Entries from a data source
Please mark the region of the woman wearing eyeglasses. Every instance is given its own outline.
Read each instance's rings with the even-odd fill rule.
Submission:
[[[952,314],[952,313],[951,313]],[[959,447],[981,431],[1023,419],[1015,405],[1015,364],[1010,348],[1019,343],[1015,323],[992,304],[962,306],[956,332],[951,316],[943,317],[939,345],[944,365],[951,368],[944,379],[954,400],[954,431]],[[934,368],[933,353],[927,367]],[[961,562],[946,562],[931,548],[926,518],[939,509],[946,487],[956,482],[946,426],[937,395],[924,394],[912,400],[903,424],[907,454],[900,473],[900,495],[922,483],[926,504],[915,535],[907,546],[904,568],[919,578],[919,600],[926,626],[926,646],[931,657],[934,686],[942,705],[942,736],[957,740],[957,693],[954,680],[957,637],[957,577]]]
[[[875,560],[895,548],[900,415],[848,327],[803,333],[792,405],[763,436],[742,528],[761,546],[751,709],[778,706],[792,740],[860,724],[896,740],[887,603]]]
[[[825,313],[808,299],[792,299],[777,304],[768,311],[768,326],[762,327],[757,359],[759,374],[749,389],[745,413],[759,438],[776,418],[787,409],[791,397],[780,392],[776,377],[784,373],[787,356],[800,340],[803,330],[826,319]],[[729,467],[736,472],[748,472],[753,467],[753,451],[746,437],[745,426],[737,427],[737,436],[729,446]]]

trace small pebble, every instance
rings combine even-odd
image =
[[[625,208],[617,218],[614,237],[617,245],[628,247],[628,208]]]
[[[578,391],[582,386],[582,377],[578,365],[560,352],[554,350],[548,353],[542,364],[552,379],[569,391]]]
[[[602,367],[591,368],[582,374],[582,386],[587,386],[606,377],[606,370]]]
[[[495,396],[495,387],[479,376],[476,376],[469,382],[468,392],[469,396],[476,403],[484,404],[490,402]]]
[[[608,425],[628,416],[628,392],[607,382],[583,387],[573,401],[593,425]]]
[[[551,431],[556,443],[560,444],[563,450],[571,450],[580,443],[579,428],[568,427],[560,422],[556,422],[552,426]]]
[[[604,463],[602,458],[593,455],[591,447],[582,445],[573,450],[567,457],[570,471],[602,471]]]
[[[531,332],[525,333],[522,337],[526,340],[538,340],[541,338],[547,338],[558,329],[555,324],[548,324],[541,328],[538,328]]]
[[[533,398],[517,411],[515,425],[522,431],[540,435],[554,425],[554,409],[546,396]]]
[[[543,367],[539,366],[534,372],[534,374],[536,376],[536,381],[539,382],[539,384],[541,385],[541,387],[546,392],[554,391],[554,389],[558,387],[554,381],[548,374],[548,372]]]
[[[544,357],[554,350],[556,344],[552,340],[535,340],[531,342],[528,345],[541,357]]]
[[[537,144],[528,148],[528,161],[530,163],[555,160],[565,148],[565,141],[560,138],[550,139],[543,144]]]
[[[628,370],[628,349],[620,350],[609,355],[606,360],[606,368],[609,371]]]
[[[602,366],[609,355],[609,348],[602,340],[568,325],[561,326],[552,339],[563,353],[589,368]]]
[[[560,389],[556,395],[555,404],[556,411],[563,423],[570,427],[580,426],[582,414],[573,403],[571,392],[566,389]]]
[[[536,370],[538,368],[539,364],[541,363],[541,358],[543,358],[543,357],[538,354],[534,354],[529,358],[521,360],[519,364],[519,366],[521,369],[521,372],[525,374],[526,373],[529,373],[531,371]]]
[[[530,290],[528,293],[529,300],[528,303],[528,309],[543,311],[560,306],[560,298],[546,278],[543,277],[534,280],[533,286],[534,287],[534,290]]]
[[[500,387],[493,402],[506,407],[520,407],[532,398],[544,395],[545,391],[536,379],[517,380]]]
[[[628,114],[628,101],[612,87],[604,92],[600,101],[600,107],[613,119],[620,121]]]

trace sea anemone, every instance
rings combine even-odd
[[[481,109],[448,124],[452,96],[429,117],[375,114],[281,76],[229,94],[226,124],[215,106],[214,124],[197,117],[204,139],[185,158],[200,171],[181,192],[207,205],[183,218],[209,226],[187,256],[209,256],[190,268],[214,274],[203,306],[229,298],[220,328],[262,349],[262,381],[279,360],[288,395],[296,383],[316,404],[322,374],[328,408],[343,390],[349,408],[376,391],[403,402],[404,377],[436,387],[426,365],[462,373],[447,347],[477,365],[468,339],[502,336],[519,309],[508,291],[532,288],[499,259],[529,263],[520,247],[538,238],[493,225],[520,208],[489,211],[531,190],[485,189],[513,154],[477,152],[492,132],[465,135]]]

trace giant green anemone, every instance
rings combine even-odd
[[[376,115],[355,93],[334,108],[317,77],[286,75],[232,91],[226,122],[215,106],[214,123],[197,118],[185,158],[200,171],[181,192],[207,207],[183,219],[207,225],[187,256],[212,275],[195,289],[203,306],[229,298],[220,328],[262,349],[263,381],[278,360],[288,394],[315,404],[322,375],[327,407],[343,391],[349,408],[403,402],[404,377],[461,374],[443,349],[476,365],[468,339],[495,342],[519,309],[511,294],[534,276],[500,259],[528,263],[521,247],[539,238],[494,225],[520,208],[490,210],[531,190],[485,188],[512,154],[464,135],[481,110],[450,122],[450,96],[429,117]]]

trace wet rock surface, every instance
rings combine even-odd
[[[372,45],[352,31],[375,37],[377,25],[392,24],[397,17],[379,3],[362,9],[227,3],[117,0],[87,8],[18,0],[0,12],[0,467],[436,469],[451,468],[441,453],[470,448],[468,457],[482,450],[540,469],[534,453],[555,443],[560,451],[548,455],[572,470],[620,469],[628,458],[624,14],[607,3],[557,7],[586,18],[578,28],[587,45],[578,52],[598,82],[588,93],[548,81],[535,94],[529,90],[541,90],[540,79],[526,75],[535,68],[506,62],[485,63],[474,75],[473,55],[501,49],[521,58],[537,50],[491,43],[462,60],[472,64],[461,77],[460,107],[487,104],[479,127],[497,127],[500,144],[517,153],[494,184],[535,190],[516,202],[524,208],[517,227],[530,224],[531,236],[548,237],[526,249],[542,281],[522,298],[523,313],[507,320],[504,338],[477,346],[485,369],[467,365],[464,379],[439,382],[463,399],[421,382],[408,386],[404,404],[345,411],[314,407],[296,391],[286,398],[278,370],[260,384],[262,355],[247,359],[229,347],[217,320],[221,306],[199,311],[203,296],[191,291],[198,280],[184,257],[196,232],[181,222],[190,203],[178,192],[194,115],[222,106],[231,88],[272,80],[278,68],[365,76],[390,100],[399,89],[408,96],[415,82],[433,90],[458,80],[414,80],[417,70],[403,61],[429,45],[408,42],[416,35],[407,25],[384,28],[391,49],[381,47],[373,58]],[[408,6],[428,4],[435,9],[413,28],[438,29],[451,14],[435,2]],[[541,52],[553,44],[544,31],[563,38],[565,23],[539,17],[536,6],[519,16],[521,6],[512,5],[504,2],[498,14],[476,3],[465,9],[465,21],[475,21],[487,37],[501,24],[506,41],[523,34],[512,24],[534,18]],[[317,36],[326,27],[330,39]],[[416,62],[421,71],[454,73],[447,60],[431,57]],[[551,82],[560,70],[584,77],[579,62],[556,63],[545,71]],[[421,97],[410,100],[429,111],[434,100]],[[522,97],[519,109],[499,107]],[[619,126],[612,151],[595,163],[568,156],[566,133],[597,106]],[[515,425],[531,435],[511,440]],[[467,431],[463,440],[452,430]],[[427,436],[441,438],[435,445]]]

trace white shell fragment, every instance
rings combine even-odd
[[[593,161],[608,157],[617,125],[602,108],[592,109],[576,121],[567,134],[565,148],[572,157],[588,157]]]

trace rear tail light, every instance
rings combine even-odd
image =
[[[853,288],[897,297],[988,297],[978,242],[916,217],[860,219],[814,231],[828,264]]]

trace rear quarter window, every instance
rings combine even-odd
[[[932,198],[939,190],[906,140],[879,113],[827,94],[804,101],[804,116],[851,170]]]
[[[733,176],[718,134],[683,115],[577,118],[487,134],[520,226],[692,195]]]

**Task details**.
Reproduce the entries verbatim from the line containing "trace rear tail light, every instance" through the end of the entries, including both ends.

**Written reply**.
trace rear tail light, every instance
rings combine even-odd
image =
[[[853,288],[897,297],[988,297],[978,242],[916,217],[860,219],[814,231],[828,264]]]

trace rear quarter window, every instance
rings combine even-odd
[[[932,198],[939,190],[906,140],[879,113],[827,94],[804,101],[804,116],[851,170]]]
[[[733,176],[718,134],[683,115],[577,118],[487,134],[520,226],[692,195]]]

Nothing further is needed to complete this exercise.